◆ TEXT EXCERPT
A CITY medical practice has been ruled to have breached its data protection obligation after posting personal information about a former patient online.

Severn Valley Medical Practice posted its response to Andrew Brown’s Freedom of Information (FoI) request to WhatDoTheyKnow.com (WDTK), which has been deemed to identify him alongside information about its plan to remove him as a patient.

This was deemed as a breach of confidentiality by the Information Commissioner’s Office (ICO), which has ordered the surgery to take action to ensure it doesn’t happen again.

In a letter to Mr Brown on October 23, Catherine Hey, ICO lead case officer, said: “The medical practice has not complied with their data protection obligations.”

She said his personal data was “inappropriately disclosed” online, and, although the information was taken down on the same day (June 8) after a complaint by Mr Brown, it was still a breach.

Ms Hey went on to say that the ICO had contacted Severn Valley “about their information rights practices” to “ensure that such an incident does not occur again”.

The authority has asked for details of the steps the practice is taking when responding to FoI requests via WDTK.

And to ensure all future data processed by it is “subject to appropriate technical and organisational security measures to prevent personal data being accidentally or deliberately compromised”.

However, NHS England has said it does not consider the practice, which has surgeries in Henwick Halt and Lyppard Grange, as having breached confidentiality, despite the ICO ruling.

In a letter to Mr Brown on November 21, Professor Kiran Patel, Medical Director NHS England, said his Information Governance team “have concluded that your confidentiality has not been breached”.

Referring to the General Data Protection Regulation, Prof Patel said the release of information which means an “individual is directly identifiable” only “may constitute” a breach of personal data – but in this case “your confidentiality has not been breached”.

◆ TO DO
a - In the article about the medical practice's data breach, who is named as the ICO lead case officer?
b - Pick up the article about the medical practice's data breach at the point where it stops and keep writing.

◆ RECORD EXTRACTS
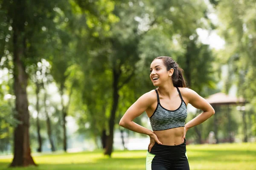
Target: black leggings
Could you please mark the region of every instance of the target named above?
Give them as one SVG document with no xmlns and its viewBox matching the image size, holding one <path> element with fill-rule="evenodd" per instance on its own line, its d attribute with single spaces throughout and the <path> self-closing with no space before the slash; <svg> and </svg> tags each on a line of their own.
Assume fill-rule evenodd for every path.
<svg viewBox="0 0 256 170">
<path fill-rule="evenodd" d="M 146 170 L 189 170 L 186 139 L 178 145 L 167 146 L 156 142 L 146 159 Z"/>
</svg>

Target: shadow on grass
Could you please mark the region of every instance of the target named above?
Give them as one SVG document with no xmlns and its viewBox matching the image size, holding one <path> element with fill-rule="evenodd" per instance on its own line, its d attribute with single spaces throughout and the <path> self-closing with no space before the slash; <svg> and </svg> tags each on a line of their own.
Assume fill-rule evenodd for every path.
<svg viewBox="0 0 256 170">
<path fill-rule="evenodd" d="M 145 170 L 145 158 L 100 159 L 94 162 L 67 164 L 39 164 L 38 167 L 8 168 L 8 163 L 0 163 L 0 170 Z"/>
<path fill-rule="evenodd" d="M 143 151 L 131 151 L 134 156 L 144 153 Z M 130 152 L 130 151 L 128 152 Z M 116 153 L 122 153 L 122 152 Z M 127 153 L 127 152 L 125 153 Z M 136 170 L 145 169 L 145 157 L 139 158 L 101 158 L 96 159 L 90 158 L 90 153 L 79 153 L 74 155 L 81 155 L 84 158 L 84 163 L 72 164 L 70 162 L 67 164 L 60 163 L 56 164 L 39 163 L 38 167 L 30 167 L 26 168 L 11 168 L 8 166 L 10 162 L 0 162 L 0 170 Z M 236 163 L 238 162 L 244 162 L 246 164 L 253 163 L 256 160 L 255 151 L 251 150 L 206 150 L 200 149 L 188 149 L 187 150 L 189 161 L 190 163 L 195 163 L 200 162 L 207 162 L 215 164 L 216 162 L 223 162 L 223 169 L 225 169 L 226 163 Z M 190 156 L 191 153 L 191 156 Z M 87 154 L 88 155 L 86 155 Z M 65 155 L 65 157 L 73 155 Z M 124 156 L 125 153 L 124 153 Z M 52 155 L 49 155 L 51 157 Z M 48 156 L 47 156 L 48 157 Z M 61 159 L 60 158 L 60 159 Z M 227 167 L 227 168 L 228 167 Z"/>
</svg>

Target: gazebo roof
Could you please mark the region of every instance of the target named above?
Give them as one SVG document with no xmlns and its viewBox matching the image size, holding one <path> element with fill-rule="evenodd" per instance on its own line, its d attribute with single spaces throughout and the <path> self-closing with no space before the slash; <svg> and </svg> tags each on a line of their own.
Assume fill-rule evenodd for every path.
<svg viewBox="0 0 256 170">
<path fill-rule="evenodd" d="M 227 105 L 245 103 L 246 101 L 242 97 L 231 97 L 223 93 L 213 94 L 206 99 L 211 105 Z"/>
</svg>

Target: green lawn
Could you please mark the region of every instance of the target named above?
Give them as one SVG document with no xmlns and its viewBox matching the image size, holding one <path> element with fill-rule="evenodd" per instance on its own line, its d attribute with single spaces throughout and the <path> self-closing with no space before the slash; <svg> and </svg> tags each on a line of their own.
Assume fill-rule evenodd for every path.
<svg viewBox="0 0 256 170">
<path fill-rule="evenodd" d="M 187 146 L 190 169 L 256 170 L 256 143 Z M 117 151 L 112 158 L 101 152 L 35 156 L 39 166 L 9 170 L 145 170 L 145 150 Z M 0 170 L 12 159 L 0 159 Z"/>
</svg>

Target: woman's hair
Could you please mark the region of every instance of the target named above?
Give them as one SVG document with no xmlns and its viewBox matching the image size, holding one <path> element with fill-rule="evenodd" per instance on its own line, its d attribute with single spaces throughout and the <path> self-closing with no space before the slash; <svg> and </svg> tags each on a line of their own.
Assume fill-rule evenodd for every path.
<svg viewBox="0 0 256 170">
<path fill-rule="evenodd" d="M 174 87 L 186 87 L 186 81 L 182 75 L 182 72 L 183 71 L 179 67 L 179 65 L 172 58 L 169 57 L 161 56 L 156 58 L 153 61 L 156 59 L 161 59 L 163 61 L 163 64 L 166 67 L 167 71 L 170 70 L 171 68 L 173 68 L 174 70 L 172 76 Z"/>
</svg>

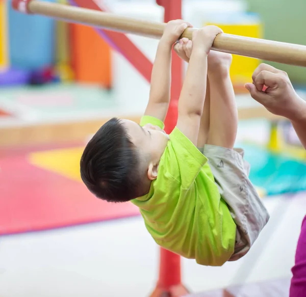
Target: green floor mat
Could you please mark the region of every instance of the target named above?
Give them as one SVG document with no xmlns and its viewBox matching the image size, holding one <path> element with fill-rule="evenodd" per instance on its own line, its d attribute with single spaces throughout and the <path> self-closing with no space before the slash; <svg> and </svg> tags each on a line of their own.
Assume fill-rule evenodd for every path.
<svg viewBox="0 0 306 297">
<path fill-rule="evenodd" d="M 306 160 L 302 163 L 265 148 L 242 144 L 245 158 L 251 165 L 250 179 L 268 195 L 306 190 Z"/>
</svg>

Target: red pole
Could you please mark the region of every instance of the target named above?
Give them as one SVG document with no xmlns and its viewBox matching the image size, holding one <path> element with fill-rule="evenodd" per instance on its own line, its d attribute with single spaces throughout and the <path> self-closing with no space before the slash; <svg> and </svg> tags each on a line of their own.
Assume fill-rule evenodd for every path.
<svg viewBox="0 0 306 297">
<path fill-rule="evenodd" d="M 182 0 L 156 0 L 156 2 L 165 9 L 165 22 L 182 18 Z M 168 133 L 176 124 L 183 83 L 183 63 L 176 55 L 172 55 L 171 75 L 171 100 L 165 121 L 165 130 Z M 181 257 L 161 248 L 159 280 L 151 297 L 181 297 L 187 294 L 181 277 Z"/>
<path fill-rule="evenodd" d="M 107 8 L 102 6 L 100 1 L 99 5 L 96 4 L 94 0 L 69 0 L 69 2 L 71 4 L 80 7 L 107 12 Z M 110 45 L 121 53 L 146 80 L 150 82 L 153 66 L 152 63 L 130 40 L 129 37 L 119 32 L 104 30 L 98 28 L 95 28 L 95 30 Z"/>
</svg>

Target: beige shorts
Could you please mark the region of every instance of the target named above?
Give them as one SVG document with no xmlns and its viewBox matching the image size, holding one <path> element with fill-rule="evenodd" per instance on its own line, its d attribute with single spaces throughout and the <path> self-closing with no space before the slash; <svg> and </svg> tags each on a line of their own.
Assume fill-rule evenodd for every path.
<svg viewBox="0 0 306 297">
<path fill-rule="evenodd" d="M 229 261 L 245 255 L 269 220 L 268 211 L 248 178 L 250 166 L 244 151 L 206 145 L 207 157 L 222 198 L 237 225 L 235 251 Z"/>
</svg>

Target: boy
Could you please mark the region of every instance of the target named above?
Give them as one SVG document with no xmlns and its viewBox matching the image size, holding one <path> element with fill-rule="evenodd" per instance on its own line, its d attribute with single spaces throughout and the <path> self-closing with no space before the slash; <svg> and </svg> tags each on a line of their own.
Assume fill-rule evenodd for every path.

◆ TASK RESPONSES
a - Catherine Hey

b -
We reported last month how the practice’s data protection officer (DPO), Paul Couldrey, had been warned by the Solicitors Regulation Authority (SRA) to stop claiming to be a qualified solicitor or he could face two years in prison.

Speaking to the Worcester News about the apparent breach, Mr Couldrey, also managing director of PCIG, said: “The ICO decision was based on an error of disclosure after an FoI request for which PCIG did not offer advice.

“When the disclosure of the patients data was identified by the practice, PCIG advice was sought and the patient was written to by the practice offering a full apology for the breach.”

In a letter to Mr Brown, practice manager Nicky Redshaw said she did not believe there had been a breach but apologised for “any inconvenience” having consulted the DPO.

“It was not clear to us that the information would be published,” she continued. “In addition, you did choose to communicate with us this way.”

Mr Brown said NHS England and Severn Valley “are in denial”.

“My name and my surgery and the plan to remove me was disclosed online. “That is wrong, and the ICO decision makes that clear as well as it specified the surgery was to advise what steps were being taken to avoid it.

“It is disturbing that NHS England information leaders and a GP surgery, having ‘consulted our data protection officer’ do not think it to be a breach of confidentiality.”